■ **PROBLEM REQUIREMENTS**
Count how many lines in the records below contain the string "target", treating uppercase and lowercase as different, and reply with only that number.

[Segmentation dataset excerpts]
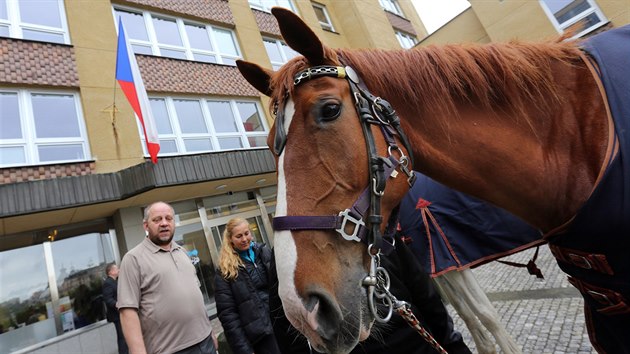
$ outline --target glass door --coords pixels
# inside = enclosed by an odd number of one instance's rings
[[[215,265],[206,234],[194,201],[173,203],[175,209],[175,235],[173,241],[184,247],[197,270],[206,311],[209,316],[217,312],[214,301]]]

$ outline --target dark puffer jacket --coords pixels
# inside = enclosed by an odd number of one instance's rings
[[[271,250],[264,244],[252,249],[255,264],[245,262],[232,281],[217,271],[214,281],[217,313],[234,354],[251,354],[258,341],[273,335],[267,279]]]

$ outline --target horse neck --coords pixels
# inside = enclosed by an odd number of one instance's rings
[[[546,232],[570,220],[590,196],[609,134],[605,104],[584,63],[550,60],[549,66],[554,92],[506,89],[510,102],[523,103],[516,111],[455,95],[447,101],[452,107],[427,107],[445,100],[435,96],[437,90],[410,89],[436,80],[420,69],[408,75],[402,92],[400,82],[388,76],[394,68],[381,66],[383,77],[373,91],[398,112],[414,169]],[[368,82],[375,74],[361,75]]]

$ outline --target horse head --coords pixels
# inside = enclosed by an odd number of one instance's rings
[[[378,319],[366,276],[374,275],[392,210],[409,188],[409,151],[389,104],[298,16],[272,13],[303,57],[277,72],[237,65],[271,97],[276,115],[268,143],[278,171],[278,291],[287,318],[316,350],[345,353]]]

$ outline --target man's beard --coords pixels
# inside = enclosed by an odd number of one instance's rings
[[[167,238],[161,237],[158,233],[157,235],[150,235],[149,239],[151,240],[151,242],[155,243],[158,246],[165,246],[171,243],[171,240],[173,240],[173,233],[171,233]]]

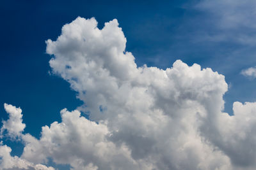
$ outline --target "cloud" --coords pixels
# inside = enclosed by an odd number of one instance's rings
[[[5,131],[8,136],[13,139],[20,136],[25,129],[26,125],[22,123],[22,110],[11,104],[4,103],[4,110],[9,114],[9,119],[3,121],[3,126],[1,128],[0,137],[3,135]]]
[[[31,170],[54,170],[52,167],[47,167],[42,164],[35,165],[26,160],[17,156],[12,157],[12,149],[6,145],[0,145],[0,169],[31,169]]]
[[[84,104],[62,110],[39,139],[19,135],[17,159],[51,158],[76,170],[256,167],[256,103],[236,102],[234,115],[223,113],[224,76],[179,60],[166,69],[138,67],[115,19],[99,29],[94,18],[78,17],[46,43],[52,73]]]
[[[244,76],[256,78],[256,67],[250,67],[246,69],[242,70],[241,73]]]

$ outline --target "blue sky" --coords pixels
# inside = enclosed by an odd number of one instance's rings
[[[255,13],[252,1],[1,1],[0,117],[4,103],[21,107],[25,132],[39,138],[41,127],[61,121],[60,111],[83,104],[70,84],[49,73],[45,41],[78,16],[95,17],[101,29],[116,18],[126,51],[138,66],[166,69],[177,59],[225,75],[225,111],[235,101],[255,101],[255,80],[241,74],[256,66]],[[12,154],[22,145],[6,139]]]

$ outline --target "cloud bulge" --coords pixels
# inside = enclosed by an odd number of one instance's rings
[[[22,132],[21,110],[4,105],[1,132],[25,147],[13,157],[1,144],[2,169],[28,169],[20,161],[52,169],[49,158],[74,170],[255,169],[256,103],[236,102],[233,116],[223,113],[224,76],[179,60],[166,69],[138,67],[126,41],[116,19],[99,29],[94,18],[77,17],[46,41],[52,72],[84,104],[62,110],[39,139]]]

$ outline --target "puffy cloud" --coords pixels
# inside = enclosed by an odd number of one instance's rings
[[[47,167],[42,164],[33,164],[26,160],[17,156],[12,157],[12,149],[6,145],[0,146],[0,169],[31,169],[31,170],[54,170],[52,167]]]
[[[9,114],[9,119],[3,121],[3,126],[1,128],[0,137],[3,137],[5,131],[8,136],[12,138],[15,138],[21,135],[25,129],[26,125],[22,123],[22,110],[20,108],[4,103],[4,110]]]
[[[252,77],[253,78],[256,78],[256,67],[250,67],[243,69],[241,73],[244,76]]]
[[[39,139],[20,135],[19,159],[51,158],[72,169],[255,169],[256,103],[223,113],[224,76],[181,60],[164,70],[138,67],[117,20],[97,26],[78,17],[47,41],[52,72],[84,104],[61,110],[61,122],[43,127]]]

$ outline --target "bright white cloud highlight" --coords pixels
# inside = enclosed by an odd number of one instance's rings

■ **TASK ANSWER**
10